Text segment:
╔══

If that big house guy wants to be really carbon neutral he needs to own enough forest for the annual growth of his trees to equal the weight of his house and all of his cars.
You kinda got flamed in these comments. In the effort of reminding people that you can poke fun at large and small houses alike I can't resist telling this anecdote about property taxes and my Very Small House.
When got a permit to build my 12'x18' house in the country the property appraiser came out to do an assessment. When they got back to the county office they LOWERED the property taxes by $600 a year.
It turns out my mom never told the county that her house burned down in 1984. She'd been paying property taxes like this was improved property for 20 years. I saved her a lot of money when I decided to build my house near those ruins so I could use the same well and driveway and power lines.
"Oh Barbara, you've GOT to get granite countertops for your kitchen, they are the best...." How did you just HAPPEN to pick MY name for this line, Justin?! I've been anti-granite this whole time. I had a friend replace the counters in his 3 yr old house with granite against my VEHEMENT objections. His kitchen has laminate FLOORS! That's just trashy. It's like women going in Walmart wearing $4 flip flops carrying a giant handbag with designer logos printed all over it.
I have solid surface counter in my kitchen that I bought from a surplus and salvage place that was covered up with the stuff when everybody started switching to granite. What will the granite be used for when everybody decides it's passé? Thermally massive floors next to a south facing window to soak up winter sun?
Just formaldehyde? What about all the other chemicals I'm sensitive to!
If the manufacturers remove formaldehyde in the glue, what kind of plasticizers might they start adding to the glue that are even worse for my chemical sensitivities? Phthalates? Latex?

╚══

Information supplied:
╔══

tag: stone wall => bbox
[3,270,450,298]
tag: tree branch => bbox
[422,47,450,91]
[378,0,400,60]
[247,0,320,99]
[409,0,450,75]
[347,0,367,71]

╚══
╔══

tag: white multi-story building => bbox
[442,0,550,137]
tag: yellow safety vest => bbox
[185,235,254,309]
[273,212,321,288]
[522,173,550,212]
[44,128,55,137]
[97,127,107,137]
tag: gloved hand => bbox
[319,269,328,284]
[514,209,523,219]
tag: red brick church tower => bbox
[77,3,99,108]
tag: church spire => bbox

╚══

Study questions:
**A.** In the comments about houses and building materials, what year did the commenter's mom's house burn down?
**B.** Resume the comments about houses and building materials, picking up after their last sentence.

Answers to the exercises:
**A.** 1984

**B.**
When working in a brand new office trailer at a job site makes somebody sick it's probably not from just the cabinets and 1/8" plywood paneling outgassing formaldehyde. It's the combination of new vinyl flooring outgassing phthalates, the carpet pad or worse, glue, outgassing latex and solvents. And then somebody comes along and adds a phthalate based air freshener because they think the trailer stinks and that just puts the garnish on a bowl of toxic soup.
Some people are more sensitive to airborne chemicals -- according to my allergist, people with blue eyes just have thinner membranes that react more quickly to irritants just like their eyes are more sensitive to light than people with dark irises. I realize some of you work with these products every day with no bad reaction but that doesn't mean the problems the rest of us have with them aren't real.
If somebody tried they could construct a building of materials with the worst possible legal outgassing and achieve an illegal level of emissions that would bother even the toughest guy. But if they turned on the accompanying high dollar filtered ventilation and energy recovery system they could make make the air healthy again.
Building science is all about the big picture. This regulation can't really be about indoor air quality. JGlav sounds right to me. Still, I think it's good to make the cheapest products as harmless as possible. Like leaving lead out of children's toys -- it's a responsibility. But if they replace the lead with titanium heavily contaminated with uranium did we really get anywhere?